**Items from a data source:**
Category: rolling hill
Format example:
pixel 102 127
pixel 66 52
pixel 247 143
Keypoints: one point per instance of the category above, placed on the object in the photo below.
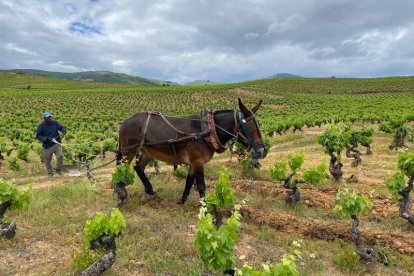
pixel 96 76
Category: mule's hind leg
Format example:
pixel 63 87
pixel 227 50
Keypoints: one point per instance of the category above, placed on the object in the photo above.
pixel 198 171
pixel 188 184
pixel 139 168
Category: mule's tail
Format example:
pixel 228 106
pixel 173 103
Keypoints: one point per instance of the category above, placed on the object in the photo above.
pixel 118 153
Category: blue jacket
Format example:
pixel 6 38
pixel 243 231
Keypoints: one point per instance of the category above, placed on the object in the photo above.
pixel 47 131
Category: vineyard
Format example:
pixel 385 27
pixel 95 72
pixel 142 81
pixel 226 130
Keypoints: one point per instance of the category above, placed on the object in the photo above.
pixel 331 197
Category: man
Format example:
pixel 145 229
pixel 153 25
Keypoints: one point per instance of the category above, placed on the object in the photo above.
pixel 46 133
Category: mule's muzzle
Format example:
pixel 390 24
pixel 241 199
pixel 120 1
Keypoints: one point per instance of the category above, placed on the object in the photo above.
pixel 258 154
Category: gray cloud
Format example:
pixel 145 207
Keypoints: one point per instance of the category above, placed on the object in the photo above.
pixel 182 40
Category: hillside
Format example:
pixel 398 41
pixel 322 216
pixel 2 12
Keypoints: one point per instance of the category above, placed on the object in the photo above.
pixel 96 76
pixel 159 238
pixel 285 76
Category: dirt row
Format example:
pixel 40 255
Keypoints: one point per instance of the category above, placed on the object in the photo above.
pixel 326 230
pixel 383 207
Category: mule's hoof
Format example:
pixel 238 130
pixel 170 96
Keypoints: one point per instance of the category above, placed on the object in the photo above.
pixel 122 202
pixel 151 194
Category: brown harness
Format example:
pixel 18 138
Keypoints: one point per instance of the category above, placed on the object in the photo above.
pixel 208 133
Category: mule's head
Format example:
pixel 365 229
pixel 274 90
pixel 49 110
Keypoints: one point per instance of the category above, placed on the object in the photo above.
pixel 249 132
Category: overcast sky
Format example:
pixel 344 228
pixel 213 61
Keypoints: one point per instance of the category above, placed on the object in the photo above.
pixel 219 40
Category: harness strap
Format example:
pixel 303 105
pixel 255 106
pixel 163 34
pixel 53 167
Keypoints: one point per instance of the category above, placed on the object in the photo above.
pixel 212 139
pixel 171 125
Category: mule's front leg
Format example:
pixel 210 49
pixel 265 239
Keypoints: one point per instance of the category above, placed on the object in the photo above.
pixel 139 168
pixel 199 177
pixel 188 184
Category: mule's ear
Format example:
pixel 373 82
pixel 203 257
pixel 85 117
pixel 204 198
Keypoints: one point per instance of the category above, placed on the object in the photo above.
pixel 257 106
pixel 244 109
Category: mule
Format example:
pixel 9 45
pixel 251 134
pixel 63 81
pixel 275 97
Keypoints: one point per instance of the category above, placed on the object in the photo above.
pixel 191 140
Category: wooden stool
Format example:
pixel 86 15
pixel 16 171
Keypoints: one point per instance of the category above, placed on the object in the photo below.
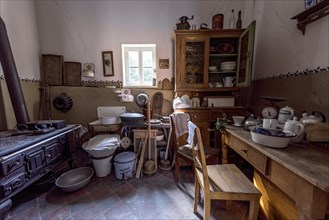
pixel 220 182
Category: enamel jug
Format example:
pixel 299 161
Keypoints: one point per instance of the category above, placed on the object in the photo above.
pixel 296 127
pixel 285 113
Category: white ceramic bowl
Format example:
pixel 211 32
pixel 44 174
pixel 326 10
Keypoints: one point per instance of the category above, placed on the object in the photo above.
pixel 212 68
pixel 238 120
pixel 272 141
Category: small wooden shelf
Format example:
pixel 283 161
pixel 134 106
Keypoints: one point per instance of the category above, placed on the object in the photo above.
pixel 311 14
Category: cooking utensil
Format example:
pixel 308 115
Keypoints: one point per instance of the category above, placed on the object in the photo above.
pixel 297 128
pixel 285 113
pixel 272 141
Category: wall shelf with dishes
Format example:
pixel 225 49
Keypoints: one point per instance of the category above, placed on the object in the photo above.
pixel 312 14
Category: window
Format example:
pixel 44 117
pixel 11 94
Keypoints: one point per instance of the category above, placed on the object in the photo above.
pixel 139 62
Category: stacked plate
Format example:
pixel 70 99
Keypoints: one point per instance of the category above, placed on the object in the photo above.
pixel 228 66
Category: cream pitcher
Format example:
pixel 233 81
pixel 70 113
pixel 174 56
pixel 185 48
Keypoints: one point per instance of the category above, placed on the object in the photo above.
pixel 296 127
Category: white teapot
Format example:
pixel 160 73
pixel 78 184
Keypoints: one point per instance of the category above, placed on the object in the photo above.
pixel 285 113
pixel 296 127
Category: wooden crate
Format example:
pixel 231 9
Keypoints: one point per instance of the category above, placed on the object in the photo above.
pixel 72 74
pixel 52 69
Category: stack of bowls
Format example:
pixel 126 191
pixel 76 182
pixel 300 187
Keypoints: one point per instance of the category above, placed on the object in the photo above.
pixel 228 66
pixel 275 138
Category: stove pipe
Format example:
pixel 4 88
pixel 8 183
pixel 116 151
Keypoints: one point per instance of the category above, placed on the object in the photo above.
pixel 11 77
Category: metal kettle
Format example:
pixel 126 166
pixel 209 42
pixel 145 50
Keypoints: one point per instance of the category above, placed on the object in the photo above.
pixel 285 113
pixel 251 123
pixel 315 117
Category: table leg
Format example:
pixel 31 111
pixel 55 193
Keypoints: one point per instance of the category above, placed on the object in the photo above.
pixel 224 150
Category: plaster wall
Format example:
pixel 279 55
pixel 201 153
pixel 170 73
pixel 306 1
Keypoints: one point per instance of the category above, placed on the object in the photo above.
pixel 280 47
pixel 81 30
pixel 21 25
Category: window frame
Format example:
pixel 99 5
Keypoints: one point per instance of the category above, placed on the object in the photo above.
pixel 140 48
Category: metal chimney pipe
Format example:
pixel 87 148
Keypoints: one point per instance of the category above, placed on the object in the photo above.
pixel 11 77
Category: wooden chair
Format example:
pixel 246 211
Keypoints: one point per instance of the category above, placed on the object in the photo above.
pixel 220 182
pixel 183 150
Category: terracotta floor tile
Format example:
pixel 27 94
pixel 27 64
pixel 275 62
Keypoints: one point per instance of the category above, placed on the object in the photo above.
pixel 148 197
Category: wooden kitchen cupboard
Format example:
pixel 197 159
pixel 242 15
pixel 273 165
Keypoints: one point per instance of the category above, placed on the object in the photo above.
pixel 195 52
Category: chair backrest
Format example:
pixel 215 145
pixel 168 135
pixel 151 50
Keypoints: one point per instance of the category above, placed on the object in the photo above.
pixel 179 120
pixel 200 165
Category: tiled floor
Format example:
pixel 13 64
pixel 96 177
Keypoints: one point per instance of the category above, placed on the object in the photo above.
pixel 149 197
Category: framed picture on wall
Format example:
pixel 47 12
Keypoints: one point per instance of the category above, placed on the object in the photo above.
pixel 107 57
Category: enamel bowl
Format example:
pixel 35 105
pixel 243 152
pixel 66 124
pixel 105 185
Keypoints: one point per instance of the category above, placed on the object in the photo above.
pixel 272 141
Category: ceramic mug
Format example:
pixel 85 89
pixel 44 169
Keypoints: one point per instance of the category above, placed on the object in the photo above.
pixel 229 81
pixel 270 123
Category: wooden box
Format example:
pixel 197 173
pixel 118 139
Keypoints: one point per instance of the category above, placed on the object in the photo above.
pixel 72 74
pixel 52 69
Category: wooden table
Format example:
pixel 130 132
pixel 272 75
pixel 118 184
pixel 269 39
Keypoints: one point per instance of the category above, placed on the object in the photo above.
pixel 294 181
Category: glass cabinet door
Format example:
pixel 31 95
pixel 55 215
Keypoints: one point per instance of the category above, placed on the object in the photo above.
pixel 194 61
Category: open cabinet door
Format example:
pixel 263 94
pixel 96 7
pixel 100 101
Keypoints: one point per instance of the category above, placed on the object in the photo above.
pixel 246 50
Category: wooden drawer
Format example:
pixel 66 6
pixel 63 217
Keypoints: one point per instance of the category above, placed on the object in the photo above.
pixel 254 157
pixel 200 116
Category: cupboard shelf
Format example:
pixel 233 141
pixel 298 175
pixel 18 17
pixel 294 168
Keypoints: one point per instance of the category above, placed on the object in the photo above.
pixel 312 14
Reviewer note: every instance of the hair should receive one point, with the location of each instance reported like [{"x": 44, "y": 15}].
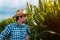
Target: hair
[{"x": 17, "y": 18}]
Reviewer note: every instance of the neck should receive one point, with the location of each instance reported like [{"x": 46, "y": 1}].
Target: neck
[{"x": 19, "y": 22}]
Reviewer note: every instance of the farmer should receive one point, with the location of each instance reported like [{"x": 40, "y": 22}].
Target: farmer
[{"x": 18, "y": 30}]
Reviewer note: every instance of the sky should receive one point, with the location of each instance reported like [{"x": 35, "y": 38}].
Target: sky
[{"x": 8, "y": 7}]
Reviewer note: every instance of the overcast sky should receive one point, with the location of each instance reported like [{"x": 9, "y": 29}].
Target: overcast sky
[{"x": 9, "y": 7}]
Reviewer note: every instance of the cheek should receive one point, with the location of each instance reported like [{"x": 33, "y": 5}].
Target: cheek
[{"x": 23, "y": 19}]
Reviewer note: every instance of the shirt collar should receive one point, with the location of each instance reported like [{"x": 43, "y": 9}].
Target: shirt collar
[{"x": 19, "y": 25}]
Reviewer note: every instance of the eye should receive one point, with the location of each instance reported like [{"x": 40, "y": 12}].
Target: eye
[{"x": 21, "y": 16}]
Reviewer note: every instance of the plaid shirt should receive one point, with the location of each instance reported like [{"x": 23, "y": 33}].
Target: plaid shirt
[{"x": 15, "y": 32}]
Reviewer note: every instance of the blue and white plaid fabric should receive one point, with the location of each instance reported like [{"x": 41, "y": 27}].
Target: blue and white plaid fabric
[{"x": 15, "y": 32}]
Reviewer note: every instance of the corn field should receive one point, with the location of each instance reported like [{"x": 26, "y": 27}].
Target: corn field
[{"x": 44, "y": 20}]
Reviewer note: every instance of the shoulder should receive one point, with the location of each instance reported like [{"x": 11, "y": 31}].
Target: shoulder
[{"x": 27, "y": 26}]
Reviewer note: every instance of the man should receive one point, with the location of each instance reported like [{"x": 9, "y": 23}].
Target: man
[{"x": 18, "y": 30}]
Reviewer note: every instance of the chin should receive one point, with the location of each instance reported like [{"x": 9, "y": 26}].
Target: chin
[{"x": 24, "y": 21}]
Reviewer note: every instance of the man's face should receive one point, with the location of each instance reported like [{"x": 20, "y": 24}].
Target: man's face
[{"x": 22, "y": 18}]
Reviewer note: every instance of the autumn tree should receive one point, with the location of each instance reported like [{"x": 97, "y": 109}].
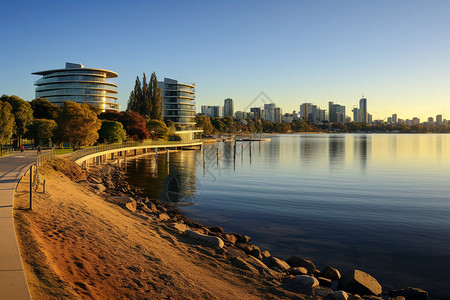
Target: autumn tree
[
  {"x": 41, "y": 131},
  {"x": 6, "y": 124},
  {"x": 23, "y": 115},
  {"x": 112, "y": 132},
  {"x": 77, "y": 125},
  {"x": 135, "y": 125},
  {"x": 43, "y": 109}
]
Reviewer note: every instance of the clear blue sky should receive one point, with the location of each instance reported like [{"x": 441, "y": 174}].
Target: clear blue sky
[{"x": 395, "y": 52}]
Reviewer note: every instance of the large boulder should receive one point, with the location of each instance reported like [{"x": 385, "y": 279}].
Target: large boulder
[
  {"x": 410, "y": 293},
  {"x": 212, "y": 241},
  {"x": 295, "y": 261},
  {"x": 331, "y": 273},
  {"x": 242, "y": 264},
  {"x": 359, "y": 282},
  {"x": 306, "y": 281},
  {"x": 278, "y": 264}
]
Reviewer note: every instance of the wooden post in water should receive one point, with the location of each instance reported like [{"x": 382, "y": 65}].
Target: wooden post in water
[
  {"x": 217, "y": 153},
  {"x": 31, "y": 187}
]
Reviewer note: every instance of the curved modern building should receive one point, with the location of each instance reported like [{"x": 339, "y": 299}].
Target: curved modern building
[
  {"x": 178, "y": 103},
  {"x": 79, "y": 84}
]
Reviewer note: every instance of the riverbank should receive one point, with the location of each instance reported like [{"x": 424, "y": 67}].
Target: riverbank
[
  {"x": 102, "y": 238},
  {"x": 78, "y": 244}
]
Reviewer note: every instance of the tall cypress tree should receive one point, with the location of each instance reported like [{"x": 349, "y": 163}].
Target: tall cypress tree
[{"x": 135, "y": 95}]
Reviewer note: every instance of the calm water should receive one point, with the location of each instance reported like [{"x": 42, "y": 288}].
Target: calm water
[{"x": 378, "y": 202}]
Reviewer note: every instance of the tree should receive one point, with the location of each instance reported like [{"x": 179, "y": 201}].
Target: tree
[
  {"x": 43, "y": 109},
  {"x": 135, "y": 125},
  {"x": 41, "y": 131},
  {"x": 78, "y": 125},
  {"x": 158, "y": 129},
  {"x": 23, "y": 114},
  {"x": 146, "y": 98},
  {"x": 135, "y": 97},
  {"x": 205, "y": 123},
  {"x": 6, "y": 124},
  {"x": 112, "y": 132}
]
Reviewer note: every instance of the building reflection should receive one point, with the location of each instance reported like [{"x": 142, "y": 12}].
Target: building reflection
[
  {"x": 336, "y": 151},
  {"x": 175, "y": 183}
]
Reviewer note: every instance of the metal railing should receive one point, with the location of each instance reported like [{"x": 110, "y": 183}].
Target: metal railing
[
  {"x": 44, "y": 157},
  {"x": 106, "y": 147}
]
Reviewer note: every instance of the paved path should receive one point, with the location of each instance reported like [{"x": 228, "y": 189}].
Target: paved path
[{"x": 13, "y": 284}]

**What is required:** Copy the listing word for word from the line containing "Category: mule's tail" through the line containing "pixel 46 133", including both of those lines.

**Full output:**
Category: mule's tail
Format example:
pixel 228 106
pixel 173 103
Keypoints: one point per instance of the category above, placed on the object in the photo above.
pixel 118 153
Category: blue jacket
Format example:
pixel 6 38
pixel 243 231
Keypoints: one point per instance of the category above, placed on the object in the photo above.
pixel 47 131
Category: vineyard
Format example:
pixel 385 27
pixel 95 72
pixel 142 81
pixel 226 130
Keypoints: one point per instance of the category above, placed on the object in the photo above.
pixel 331 197
Category: man
Format example:
pixel 145 229
pixel 153 25
Keypoints: one point per instance of the category above, placed on the object in the photo above.
pixel 46 133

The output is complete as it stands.